§ **The task**
When the string "below" occurs in a line of the records, show that line.
----- Data to use
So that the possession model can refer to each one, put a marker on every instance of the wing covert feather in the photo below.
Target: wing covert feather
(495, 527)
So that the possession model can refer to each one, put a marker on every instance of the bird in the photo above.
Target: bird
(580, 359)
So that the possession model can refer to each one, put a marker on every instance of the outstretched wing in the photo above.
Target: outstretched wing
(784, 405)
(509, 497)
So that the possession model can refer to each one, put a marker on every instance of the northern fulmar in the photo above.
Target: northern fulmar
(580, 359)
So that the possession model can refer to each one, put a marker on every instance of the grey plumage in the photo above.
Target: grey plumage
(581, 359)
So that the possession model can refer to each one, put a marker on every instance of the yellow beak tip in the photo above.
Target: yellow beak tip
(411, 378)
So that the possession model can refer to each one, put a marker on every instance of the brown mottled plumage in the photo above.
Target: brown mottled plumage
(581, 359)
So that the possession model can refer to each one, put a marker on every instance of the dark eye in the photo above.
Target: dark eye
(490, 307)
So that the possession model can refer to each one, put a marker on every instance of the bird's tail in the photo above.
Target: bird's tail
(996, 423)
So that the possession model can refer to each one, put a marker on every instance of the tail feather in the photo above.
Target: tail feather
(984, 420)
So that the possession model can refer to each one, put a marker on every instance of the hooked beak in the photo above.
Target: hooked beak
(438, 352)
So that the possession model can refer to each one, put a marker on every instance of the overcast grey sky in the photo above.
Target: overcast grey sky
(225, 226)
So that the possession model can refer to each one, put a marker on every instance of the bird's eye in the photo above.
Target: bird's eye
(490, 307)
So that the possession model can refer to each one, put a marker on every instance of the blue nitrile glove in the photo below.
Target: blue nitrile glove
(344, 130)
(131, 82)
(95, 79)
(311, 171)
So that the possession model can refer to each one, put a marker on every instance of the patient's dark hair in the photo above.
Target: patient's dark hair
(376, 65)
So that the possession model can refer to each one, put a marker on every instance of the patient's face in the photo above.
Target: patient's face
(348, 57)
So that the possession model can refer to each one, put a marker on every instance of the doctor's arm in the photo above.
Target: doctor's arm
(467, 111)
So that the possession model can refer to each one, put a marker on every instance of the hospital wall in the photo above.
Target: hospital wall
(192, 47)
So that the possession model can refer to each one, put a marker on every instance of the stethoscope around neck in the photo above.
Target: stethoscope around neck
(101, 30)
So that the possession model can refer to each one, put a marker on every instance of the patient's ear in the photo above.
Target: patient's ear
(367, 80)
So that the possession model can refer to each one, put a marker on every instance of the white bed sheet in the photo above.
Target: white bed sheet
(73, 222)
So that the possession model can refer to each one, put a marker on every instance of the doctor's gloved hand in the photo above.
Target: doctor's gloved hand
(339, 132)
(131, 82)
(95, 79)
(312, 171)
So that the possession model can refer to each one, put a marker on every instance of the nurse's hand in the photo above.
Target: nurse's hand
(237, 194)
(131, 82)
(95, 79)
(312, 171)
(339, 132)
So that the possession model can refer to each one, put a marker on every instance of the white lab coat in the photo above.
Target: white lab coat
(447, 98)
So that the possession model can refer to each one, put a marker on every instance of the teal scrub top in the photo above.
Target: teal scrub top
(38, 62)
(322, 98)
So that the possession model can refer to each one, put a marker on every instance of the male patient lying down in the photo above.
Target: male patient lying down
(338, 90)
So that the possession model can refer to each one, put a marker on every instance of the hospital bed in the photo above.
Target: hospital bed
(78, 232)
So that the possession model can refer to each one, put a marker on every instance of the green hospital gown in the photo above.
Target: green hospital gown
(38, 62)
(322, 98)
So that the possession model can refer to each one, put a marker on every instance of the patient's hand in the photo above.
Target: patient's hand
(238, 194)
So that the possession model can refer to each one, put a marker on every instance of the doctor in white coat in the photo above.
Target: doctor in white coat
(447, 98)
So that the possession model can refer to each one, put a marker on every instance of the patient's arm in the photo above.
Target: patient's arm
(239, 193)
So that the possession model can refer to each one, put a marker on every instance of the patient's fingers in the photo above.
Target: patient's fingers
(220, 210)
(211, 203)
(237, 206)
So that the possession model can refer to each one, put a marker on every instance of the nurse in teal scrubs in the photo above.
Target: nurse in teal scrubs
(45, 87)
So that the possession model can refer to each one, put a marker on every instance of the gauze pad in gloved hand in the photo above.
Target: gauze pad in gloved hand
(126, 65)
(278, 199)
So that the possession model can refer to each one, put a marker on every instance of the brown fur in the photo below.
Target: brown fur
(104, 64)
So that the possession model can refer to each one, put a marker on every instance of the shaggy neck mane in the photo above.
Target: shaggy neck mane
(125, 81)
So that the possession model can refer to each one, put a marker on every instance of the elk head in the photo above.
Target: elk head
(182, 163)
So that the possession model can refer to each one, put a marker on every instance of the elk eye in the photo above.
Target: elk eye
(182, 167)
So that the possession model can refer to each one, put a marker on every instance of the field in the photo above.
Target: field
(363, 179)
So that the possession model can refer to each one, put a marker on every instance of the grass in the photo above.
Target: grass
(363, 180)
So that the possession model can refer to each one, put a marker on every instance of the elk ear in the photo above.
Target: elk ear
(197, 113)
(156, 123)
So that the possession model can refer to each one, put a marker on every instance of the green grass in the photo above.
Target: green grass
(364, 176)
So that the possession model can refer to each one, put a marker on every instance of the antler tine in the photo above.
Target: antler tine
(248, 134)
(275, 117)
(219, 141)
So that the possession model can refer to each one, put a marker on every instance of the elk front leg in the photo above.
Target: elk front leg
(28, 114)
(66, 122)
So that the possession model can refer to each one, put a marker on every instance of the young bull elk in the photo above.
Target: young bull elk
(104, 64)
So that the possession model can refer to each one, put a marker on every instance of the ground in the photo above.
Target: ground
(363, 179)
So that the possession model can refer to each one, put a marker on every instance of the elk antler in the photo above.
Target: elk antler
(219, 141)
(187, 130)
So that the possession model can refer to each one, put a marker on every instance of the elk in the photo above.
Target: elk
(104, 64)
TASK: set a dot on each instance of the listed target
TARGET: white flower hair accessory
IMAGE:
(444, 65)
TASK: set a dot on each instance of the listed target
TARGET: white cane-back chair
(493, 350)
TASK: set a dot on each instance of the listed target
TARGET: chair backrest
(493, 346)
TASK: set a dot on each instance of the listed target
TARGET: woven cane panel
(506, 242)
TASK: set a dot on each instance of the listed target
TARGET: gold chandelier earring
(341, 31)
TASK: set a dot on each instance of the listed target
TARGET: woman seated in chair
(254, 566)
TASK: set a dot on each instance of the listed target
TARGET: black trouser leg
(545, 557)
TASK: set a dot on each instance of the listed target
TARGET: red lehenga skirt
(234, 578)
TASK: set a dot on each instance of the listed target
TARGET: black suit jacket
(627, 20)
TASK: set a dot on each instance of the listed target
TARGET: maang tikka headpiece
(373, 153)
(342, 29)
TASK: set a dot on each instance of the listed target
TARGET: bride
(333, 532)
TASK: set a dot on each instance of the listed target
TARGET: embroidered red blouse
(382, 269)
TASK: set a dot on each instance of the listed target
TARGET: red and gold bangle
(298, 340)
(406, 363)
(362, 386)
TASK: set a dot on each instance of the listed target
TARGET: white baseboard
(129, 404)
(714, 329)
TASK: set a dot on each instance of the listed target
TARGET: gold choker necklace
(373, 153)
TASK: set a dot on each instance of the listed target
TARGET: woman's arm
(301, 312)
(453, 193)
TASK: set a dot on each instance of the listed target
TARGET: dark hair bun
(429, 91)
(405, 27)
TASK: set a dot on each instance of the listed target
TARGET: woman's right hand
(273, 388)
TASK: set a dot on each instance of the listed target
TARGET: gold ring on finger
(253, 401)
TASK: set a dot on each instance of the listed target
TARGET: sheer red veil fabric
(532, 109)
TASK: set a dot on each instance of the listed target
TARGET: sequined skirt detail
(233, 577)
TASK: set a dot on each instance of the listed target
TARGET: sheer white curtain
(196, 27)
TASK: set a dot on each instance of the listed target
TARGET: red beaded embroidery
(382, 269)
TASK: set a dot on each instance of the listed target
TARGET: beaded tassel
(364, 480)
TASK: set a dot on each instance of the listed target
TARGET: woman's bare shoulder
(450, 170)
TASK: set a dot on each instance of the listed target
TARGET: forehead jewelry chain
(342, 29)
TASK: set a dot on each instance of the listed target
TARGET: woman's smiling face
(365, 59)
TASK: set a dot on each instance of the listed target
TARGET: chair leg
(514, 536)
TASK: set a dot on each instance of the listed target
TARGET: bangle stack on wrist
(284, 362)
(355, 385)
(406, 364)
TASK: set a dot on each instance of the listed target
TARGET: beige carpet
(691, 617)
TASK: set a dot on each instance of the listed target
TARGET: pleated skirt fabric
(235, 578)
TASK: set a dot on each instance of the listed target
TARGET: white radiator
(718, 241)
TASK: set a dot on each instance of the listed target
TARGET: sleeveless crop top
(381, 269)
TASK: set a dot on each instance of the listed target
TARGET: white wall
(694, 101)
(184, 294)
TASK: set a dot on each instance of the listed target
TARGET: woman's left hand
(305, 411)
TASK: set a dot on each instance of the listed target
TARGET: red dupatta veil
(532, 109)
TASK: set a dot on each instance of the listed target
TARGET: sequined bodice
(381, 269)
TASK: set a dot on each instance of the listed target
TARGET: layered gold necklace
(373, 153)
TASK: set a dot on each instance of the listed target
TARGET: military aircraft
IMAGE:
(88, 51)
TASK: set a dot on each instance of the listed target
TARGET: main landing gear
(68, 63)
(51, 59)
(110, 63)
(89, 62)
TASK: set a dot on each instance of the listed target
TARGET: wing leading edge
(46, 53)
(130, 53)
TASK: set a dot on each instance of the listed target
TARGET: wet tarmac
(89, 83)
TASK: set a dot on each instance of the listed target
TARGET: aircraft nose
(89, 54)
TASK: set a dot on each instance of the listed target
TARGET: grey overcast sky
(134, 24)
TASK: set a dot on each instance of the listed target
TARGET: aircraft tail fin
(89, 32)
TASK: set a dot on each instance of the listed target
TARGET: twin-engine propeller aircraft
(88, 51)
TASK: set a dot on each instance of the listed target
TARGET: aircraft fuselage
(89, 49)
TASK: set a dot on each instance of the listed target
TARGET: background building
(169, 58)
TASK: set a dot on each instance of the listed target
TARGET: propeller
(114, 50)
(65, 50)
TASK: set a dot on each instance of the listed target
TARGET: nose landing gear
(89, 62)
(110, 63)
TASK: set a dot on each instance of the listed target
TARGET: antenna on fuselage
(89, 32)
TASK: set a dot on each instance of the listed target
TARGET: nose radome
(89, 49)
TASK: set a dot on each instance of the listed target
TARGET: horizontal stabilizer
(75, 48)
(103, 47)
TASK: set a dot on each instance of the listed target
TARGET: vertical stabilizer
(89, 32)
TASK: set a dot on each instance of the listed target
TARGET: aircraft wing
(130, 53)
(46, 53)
----------
§ **Solution for this problem**
So that the possession model can refer to each one, put a marker on every instance of the wing covert feather in the photo below.
So that the possession model can refer to each one, put a marker on every instance of the blue nitrile glove in the photo below.
So that the possession model can refer to each one, put a marker on every instance of the brown fur in the photo below.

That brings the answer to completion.